*SELECTED EXCERPT:*
"""
AWS Service Level Indicator (SLI) Reporting Tool
This module provides functionality to generate SLI reports for AWS services by monitoring
Service Level Objectives (SLOs) using AWS Application Signals and CloudWatch metrics.
It helps track service health and performance against defined objectives.
"""
import logging
from dataclasses import dataclass
from datetime import datetime, timedelta
from typing import Dict, List, Optional, Any
import boto3
from botocore.client import BaseClient
from botocore.exceptions import ClientError
# Initialize module logger
logger = logging.getLogger(__name__)
@dataclass
class AWSConfig:
"""
Configuration class for AWS settings and service parameters.
Attributes:
region (str): AWS region identifier (default: us-west-1)
period_in_hours (int): Time period for metrics collection (max 24 hours)
service_name (str): Name of the AWS service to monitor
"""
region: str
period_in_hours: int
service_name: str
service_environment: str
service_type: str
aws_account_id: str
def __init__(self,
region: str = "us-east-1",
period_in_hours: int = 24,
service_name: str = "UnknownService",
service_environment: str = "UnknownEnvironment",
service_type: str = "Service",
aws_account_id: str = ""):
self.region = region
self.period_in_hours = min(period_in_hours, 24) # Ensure period doesn't exceed 24 hours
self.service_name = service_name
self.service_environment = service_environment
self.service_type = service_type
if(aws_account_id != ""):
self.aws_account_id = aws_account_id
@property
def key_attributes(self) -> Dict[str, str]:
"""Returns the key attributes used to identify the service in AWS."""
return {"Name": self.service_name, "Type": self.service_type, "Environment": self.service_environment, "AwsAccountId": self.aws_account_id}
@dataclass
class SLOSummary:
"""
Data class representing a Service Level Objective summary.
Attributes:
name (str): Name of the SLO
arn (str): Amazon Resource Name
key_attributes (Dict): Service identification attributes
operation_name (str): Name of the monitored operation
created_time (datetime): When the SLO was created
evaluation_type(str): Evaluation Type of the SLO
"""
name: str
arn: str
key_attributes: Dict[str, str]
operation_name: str
created_time: datetime
evaluation_type: str
@dataclass
class MetricDataResult:
"""
Data class holding CloudWatch metric data results.

*DATASET EXCERPTS:*
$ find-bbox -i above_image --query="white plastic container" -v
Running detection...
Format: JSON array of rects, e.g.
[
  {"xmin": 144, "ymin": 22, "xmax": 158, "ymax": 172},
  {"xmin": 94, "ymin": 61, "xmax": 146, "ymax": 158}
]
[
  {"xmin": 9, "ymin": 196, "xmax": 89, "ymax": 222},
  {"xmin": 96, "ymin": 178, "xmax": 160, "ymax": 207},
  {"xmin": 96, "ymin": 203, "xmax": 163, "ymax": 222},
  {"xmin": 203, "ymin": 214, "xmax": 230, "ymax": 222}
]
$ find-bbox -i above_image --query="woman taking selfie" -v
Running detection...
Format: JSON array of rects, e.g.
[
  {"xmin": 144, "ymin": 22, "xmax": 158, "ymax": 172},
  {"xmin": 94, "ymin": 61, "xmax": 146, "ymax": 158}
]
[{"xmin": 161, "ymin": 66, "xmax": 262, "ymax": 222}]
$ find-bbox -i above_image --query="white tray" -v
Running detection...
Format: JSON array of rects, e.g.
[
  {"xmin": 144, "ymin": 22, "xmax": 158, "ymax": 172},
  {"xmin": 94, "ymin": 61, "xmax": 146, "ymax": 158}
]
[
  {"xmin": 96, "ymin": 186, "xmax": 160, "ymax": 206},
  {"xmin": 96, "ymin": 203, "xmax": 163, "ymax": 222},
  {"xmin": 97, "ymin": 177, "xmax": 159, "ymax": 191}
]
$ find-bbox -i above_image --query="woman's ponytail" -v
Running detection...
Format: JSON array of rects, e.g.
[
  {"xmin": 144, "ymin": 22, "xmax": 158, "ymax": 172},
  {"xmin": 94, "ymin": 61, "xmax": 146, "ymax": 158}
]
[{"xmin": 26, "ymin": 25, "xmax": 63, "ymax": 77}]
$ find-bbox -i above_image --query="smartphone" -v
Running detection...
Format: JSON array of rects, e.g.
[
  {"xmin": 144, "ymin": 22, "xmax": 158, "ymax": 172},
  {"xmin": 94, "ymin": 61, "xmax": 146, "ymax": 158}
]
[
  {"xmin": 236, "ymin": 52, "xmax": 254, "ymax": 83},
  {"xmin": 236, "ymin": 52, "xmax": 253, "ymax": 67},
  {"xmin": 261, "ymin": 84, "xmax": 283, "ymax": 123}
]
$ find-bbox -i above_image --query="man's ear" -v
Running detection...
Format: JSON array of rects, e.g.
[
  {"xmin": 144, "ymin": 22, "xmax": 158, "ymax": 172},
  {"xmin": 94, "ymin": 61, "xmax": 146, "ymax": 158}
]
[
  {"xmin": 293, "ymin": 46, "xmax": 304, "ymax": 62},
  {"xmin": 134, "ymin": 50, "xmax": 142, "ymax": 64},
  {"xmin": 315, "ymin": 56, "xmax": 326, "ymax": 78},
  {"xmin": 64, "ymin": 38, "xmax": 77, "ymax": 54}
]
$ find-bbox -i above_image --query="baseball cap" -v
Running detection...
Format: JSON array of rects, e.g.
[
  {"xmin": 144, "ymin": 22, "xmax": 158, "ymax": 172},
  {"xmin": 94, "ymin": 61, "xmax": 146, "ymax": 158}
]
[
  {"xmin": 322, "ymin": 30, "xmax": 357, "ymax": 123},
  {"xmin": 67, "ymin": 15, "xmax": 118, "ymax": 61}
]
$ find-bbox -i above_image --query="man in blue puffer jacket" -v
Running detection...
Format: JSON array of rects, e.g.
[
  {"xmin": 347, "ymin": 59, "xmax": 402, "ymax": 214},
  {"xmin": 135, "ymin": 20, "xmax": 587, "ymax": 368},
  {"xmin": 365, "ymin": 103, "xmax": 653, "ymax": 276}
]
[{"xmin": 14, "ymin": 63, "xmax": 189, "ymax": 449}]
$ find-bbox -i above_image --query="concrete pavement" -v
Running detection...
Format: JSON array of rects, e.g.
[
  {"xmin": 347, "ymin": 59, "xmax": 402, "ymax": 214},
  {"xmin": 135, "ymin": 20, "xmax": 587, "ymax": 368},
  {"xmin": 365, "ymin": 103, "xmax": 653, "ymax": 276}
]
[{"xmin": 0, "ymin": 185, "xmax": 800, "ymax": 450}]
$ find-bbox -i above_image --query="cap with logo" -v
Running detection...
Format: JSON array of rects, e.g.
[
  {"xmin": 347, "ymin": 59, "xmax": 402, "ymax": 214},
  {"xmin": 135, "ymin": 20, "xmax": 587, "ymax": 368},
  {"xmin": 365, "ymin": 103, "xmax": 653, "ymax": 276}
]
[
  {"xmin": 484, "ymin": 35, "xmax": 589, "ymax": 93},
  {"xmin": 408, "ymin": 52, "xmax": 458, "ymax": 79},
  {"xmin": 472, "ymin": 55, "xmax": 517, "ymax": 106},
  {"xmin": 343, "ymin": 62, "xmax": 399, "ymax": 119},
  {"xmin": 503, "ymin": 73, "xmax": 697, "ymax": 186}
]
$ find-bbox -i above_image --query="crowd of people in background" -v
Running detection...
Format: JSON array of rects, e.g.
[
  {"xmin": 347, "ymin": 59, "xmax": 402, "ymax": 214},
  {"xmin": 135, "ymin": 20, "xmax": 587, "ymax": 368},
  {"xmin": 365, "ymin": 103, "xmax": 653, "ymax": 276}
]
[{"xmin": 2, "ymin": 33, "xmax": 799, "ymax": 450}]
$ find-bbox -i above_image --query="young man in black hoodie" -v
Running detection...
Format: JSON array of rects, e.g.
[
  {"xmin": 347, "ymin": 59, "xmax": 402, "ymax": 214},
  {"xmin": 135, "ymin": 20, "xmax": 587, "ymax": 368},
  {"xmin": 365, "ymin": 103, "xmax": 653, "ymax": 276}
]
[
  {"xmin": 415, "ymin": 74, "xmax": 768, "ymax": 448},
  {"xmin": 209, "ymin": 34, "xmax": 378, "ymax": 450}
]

---

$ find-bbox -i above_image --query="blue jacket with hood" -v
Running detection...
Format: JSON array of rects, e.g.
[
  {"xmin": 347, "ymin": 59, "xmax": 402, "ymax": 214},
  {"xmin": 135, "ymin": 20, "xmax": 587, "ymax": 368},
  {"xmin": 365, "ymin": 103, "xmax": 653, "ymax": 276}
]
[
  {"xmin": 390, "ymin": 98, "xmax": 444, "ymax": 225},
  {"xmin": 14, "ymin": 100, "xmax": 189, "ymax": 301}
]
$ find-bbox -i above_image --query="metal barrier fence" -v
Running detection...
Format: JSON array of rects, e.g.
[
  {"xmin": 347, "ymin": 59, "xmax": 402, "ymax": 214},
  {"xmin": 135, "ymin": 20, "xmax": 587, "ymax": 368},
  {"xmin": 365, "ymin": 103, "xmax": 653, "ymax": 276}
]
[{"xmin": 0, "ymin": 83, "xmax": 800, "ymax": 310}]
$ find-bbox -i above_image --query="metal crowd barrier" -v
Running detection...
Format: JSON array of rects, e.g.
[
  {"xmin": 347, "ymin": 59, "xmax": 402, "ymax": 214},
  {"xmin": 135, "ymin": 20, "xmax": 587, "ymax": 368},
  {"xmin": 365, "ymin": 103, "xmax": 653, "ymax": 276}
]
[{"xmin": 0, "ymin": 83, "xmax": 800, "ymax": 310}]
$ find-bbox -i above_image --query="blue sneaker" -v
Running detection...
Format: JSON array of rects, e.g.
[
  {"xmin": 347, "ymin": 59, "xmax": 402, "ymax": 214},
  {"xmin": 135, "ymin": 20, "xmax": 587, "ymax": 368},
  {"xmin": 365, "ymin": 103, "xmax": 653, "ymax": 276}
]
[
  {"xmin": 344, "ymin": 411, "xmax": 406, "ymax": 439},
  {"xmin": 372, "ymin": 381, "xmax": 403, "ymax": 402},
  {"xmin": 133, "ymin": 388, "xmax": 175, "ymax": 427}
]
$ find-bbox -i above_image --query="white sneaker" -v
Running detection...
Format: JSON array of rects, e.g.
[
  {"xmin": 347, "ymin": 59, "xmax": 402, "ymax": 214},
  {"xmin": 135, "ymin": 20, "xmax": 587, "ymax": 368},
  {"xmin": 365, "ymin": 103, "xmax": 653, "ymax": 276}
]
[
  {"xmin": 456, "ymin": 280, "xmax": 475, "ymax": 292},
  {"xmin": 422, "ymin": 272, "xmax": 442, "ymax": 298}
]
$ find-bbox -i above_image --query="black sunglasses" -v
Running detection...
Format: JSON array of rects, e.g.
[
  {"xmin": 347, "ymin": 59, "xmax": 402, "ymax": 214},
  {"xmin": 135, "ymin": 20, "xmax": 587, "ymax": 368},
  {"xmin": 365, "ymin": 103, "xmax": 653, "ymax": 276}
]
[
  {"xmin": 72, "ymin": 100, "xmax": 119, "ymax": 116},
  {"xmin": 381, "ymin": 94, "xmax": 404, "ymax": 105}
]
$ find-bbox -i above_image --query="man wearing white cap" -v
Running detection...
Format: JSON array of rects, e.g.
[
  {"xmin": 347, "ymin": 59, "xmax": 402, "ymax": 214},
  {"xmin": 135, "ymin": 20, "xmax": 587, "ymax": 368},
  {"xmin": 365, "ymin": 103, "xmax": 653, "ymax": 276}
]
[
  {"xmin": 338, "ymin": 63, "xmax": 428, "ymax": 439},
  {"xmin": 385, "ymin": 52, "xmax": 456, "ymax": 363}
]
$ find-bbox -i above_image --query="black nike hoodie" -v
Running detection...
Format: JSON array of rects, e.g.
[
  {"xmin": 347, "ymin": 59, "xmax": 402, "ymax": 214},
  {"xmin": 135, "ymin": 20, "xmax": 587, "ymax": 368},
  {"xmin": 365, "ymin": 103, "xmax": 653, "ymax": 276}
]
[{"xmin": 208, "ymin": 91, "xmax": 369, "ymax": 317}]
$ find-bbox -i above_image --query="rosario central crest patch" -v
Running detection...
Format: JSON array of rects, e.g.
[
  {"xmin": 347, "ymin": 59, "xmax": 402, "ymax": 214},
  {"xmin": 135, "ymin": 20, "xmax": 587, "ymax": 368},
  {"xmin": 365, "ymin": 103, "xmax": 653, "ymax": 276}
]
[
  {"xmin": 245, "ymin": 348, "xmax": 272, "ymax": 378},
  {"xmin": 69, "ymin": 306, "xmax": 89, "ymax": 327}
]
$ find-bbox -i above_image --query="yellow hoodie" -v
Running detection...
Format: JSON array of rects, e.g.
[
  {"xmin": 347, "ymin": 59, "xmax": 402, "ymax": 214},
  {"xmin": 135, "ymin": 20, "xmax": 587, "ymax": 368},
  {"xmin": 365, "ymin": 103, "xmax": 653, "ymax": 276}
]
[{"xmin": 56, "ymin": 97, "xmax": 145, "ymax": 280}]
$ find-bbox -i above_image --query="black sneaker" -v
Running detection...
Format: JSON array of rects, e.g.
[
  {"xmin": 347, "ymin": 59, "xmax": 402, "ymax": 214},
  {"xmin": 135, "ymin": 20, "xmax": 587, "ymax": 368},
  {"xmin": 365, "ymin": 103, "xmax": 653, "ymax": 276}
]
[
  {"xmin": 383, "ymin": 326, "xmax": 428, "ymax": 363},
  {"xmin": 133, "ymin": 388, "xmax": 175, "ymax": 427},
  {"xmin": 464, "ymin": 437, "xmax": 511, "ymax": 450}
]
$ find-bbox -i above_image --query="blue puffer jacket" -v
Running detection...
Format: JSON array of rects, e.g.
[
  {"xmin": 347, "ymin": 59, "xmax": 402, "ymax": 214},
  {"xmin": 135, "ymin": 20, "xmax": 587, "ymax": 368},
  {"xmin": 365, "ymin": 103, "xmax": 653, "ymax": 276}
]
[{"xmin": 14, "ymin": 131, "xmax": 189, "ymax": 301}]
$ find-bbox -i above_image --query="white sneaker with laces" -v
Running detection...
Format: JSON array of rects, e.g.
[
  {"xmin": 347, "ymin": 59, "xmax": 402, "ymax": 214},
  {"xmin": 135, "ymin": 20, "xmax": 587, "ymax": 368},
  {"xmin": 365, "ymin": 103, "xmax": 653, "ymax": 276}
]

==

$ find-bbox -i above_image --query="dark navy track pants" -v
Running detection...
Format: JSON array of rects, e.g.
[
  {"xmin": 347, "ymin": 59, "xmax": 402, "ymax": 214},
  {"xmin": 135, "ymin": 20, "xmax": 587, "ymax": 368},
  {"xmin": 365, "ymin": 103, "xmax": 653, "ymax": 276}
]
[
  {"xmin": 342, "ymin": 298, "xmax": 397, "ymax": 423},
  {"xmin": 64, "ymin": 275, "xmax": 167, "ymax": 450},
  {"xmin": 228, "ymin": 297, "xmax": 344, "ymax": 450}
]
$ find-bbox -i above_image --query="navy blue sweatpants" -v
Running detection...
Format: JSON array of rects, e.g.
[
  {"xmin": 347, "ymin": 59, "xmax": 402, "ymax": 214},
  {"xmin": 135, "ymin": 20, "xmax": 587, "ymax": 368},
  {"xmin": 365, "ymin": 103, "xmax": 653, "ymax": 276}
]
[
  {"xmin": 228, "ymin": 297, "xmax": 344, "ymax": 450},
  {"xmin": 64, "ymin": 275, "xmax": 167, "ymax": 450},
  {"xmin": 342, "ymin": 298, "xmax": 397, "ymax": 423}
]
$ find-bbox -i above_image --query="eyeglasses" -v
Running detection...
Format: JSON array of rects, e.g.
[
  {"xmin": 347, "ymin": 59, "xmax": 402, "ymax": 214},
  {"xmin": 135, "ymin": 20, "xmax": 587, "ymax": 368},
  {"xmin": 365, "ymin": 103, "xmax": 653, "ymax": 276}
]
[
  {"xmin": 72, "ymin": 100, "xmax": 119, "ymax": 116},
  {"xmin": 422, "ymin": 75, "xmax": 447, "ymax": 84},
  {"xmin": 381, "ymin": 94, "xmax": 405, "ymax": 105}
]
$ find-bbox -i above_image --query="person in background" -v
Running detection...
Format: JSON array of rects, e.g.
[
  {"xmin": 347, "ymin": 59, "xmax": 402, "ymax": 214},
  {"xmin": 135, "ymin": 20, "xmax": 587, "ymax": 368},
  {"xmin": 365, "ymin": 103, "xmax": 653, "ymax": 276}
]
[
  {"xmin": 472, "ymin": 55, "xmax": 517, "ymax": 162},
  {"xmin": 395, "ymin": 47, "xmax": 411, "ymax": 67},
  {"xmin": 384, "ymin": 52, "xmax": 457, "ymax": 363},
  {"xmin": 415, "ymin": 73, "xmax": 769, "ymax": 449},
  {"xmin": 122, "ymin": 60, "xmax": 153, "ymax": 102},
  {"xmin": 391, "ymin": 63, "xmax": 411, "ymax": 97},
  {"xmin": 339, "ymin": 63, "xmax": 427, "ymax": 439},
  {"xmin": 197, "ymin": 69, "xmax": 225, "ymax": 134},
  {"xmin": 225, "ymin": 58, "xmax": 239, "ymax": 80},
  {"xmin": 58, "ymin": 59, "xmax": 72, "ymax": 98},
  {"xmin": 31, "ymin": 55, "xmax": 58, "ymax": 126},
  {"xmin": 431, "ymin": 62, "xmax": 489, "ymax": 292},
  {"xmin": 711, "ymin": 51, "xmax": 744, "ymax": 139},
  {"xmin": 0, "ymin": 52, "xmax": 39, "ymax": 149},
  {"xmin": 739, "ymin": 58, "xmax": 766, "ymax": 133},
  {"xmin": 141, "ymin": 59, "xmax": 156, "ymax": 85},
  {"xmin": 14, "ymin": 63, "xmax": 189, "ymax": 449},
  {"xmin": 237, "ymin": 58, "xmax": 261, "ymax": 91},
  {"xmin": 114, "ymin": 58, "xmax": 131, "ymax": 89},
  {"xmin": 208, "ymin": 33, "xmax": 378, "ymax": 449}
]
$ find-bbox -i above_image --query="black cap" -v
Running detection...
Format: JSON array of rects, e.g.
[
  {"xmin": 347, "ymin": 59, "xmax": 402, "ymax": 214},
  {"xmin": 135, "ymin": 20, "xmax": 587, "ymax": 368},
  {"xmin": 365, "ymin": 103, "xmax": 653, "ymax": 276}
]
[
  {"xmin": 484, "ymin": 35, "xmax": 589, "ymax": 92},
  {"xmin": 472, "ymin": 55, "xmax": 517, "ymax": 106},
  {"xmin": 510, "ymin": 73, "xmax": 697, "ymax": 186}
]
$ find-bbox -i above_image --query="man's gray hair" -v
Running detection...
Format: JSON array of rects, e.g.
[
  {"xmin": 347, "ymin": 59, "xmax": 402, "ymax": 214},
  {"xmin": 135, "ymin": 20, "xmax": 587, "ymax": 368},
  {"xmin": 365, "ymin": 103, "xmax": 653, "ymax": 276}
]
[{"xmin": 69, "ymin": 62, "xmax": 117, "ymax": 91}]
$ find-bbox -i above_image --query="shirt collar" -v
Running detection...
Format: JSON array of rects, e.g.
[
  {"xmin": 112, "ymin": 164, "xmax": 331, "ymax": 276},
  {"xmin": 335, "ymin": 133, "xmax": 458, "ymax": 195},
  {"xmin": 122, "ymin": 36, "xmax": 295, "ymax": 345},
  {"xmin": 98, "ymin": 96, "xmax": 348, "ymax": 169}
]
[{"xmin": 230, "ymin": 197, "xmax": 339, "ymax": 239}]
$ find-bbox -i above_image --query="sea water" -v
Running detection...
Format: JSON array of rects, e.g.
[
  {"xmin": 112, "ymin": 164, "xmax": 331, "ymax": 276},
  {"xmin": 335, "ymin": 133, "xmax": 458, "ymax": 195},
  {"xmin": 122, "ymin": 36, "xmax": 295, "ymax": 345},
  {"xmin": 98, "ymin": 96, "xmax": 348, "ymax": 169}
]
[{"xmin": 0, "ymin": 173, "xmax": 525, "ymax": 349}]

*TASK STATEMENT:* In the SLI reporting module, why does the AWSConfig constructor pass period_in_hours through min() with 24 instead of storing the value directly? Rely solely on the SLI reporting module and not on the data.

*COMPLETE ANSWER:* The min() call keeps the metrics collection period from exceeding 24 hours. The class docstring gives 24 hours as the maximum for that period, so any larger value is reduced to 24.